TEXT EXTRACT:
Add a little bit less then a shot glass worth of Buttermilk, sometimes called Buttercream I think.

As a bachelor I can use any simple cooking tips regarding eggs, lol. It's one of the only things I can and/or have the patience to cook.

I also find that after the scrambled eggs are almost cooked it tastes good to sprinkle on shredded cheddar cheese.
 
water is the key to fluffy scrambled eggs. about a tablespoon mixed in the eggs should do the trick.
 
Ah, I've never thrown water into the mix.

I have a question as well. When cooking the scrambled eggs. I get the pan piping hot. Before I throw the eggs on should I keep the pan piping hot, turn it to medium, low, or even off?

I do have a problem with wasting a lot of the egg by it getting stuck onto the pan.

What kind of stuff can I throw into my kraft mac N cheese to make it not taste so...blah?
 
eggs cook best on medium heat... you don't have to warm the pan beyond that. if you do, it kills some of the nutrients in the eggs, not to mention it can alter the taste.

when i was in school, one of my favorite meals was hormel canned chili mixed in mac-n-cheese. very hearty and soooooooo not healthy in any way whatsoever.
 
Worst thing I ever attempted to make as a bachelor: I took chicken flavored Ramen noodles and two slices of bologna. Cooked them together in the microwave. The taste of this combo ruined my college love of Ramen to this day :eek:

Best weird thing I ever made: I made overeasy eggs and sausage links. I kind of messed them both up so I went to the fail safe...ketchup. I smashed the eggs up, sliced the sausage into tiny pieces and covered it in the fail safe. Worked pretty well, but I'm pretty sure it took a year off my life.
 
Blue cheese is great in mac and cheese.
Just a dab is good in Ramen too.
In fact blue cheese is good on almost anything.
I put a little pasta sauce in the macncheese sometimes too, as well as salt, pepper, garlic and oregano.
 
One thing I love is Ramen noodles boiled with a bit of soya sauce, drop an egg in, drain off the water and then add the seasoning. I usually use the mushroom flavoured kind. Yummy!!!!
 
If I am in the mood to put a little extra time into my ramens I will cut up some mushrooms, add an egg or two, and chopped asperigus or sometihing like that.
I have never been real fond of asperigus on it's own but in something like a soup it adds a very nice spice to it.
 
JohnnyA said:
I do have a problem with wasting a lot of the egg by it getting stuck onto the pan.

What kind of stuff can I throw into my kraft mac N cheese to make it not taste so...blah?

If you keep stirring your scramble eggs so that there is no time for it to stick to the pan and turn into shoe leather, you'll get better eults and beabe to cleanthe pan with just a wipe of a paper towel.

Also, scrambled eggs will continue to "cook" after you remove them from the heat -- quit cooking them and heap them on your plate while still slightly underdone or "runny" and by the time you butter the toast to go with them they'll be done to perfection.

A can of tuna, drained, turns Mac&Cheese into tuna casserole.

Ground beef, browned and drained, turns mac&cheese into hamburger helper.

A slice or two of ham, chopped, or a hotdog, sliced are also good additions to basic Mac&cheese.

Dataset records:

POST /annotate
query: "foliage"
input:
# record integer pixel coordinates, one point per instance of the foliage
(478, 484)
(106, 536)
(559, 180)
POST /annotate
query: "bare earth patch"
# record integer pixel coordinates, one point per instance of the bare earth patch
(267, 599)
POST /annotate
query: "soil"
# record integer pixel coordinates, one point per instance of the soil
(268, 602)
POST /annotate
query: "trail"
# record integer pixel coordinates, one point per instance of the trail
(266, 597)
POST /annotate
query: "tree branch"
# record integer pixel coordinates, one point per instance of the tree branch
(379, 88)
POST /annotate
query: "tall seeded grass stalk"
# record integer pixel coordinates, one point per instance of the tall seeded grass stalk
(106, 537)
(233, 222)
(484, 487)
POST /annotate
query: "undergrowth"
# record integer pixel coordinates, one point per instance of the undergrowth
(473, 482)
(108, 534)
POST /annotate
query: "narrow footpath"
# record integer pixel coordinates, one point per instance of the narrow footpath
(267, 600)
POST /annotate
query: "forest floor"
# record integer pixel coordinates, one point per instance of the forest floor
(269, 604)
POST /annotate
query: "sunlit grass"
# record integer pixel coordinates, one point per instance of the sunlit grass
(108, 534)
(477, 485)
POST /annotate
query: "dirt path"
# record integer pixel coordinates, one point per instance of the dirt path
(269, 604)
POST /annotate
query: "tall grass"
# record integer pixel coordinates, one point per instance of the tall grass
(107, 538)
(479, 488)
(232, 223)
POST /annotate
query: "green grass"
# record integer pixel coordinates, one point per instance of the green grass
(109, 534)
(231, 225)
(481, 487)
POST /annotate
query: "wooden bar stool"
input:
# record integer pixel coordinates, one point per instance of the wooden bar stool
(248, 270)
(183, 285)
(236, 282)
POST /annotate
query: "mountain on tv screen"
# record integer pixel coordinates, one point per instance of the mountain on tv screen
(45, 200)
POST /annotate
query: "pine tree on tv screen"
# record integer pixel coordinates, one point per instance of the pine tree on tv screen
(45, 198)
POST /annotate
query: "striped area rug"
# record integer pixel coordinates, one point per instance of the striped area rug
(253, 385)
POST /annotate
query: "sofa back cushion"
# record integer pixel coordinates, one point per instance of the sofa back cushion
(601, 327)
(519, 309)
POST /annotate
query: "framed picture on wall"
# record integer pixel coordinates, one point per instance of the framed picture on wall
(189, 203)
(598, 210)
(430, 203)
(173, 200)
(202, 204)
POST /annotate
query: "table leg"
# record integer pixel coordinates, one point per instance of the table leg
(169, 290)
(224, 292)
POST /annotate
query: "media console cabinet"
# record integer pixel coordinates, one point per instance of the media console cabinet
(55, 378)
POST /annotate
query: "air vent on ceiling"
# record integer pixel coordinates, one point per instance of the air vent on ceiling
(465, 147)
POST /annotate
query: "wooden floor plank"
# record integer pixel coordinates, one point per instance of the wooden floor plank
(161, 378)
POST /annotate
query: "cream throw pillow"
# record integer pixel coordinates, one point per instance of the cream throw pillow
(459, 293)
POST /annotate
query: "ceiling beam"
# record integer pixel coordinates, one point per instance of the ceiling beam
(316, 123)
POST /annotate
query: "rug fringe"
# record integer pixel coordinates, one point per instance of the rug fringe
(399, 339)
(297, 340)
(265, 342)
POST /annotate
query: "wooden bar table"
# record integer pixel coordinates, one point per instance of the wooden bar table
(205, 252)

EXERCISE REQUIREMENTS:
1) Output the passage of the cooking tips text starting with "If I am in the" and going on through "sometihing like that.".
2) Pull out each line of the rows above that contains the string "stalk".

PER-TASK ANSWERS:
1)
If I am in the mood to put a little extra time into my ramens I will cut up some mushrooms, add an egg or two, and chopped asperigus or sometihing like that.

2)
query: "tall seeded grass stalk"
# record integer pixel coordinates, one point per instance of the tall seeded grass stalk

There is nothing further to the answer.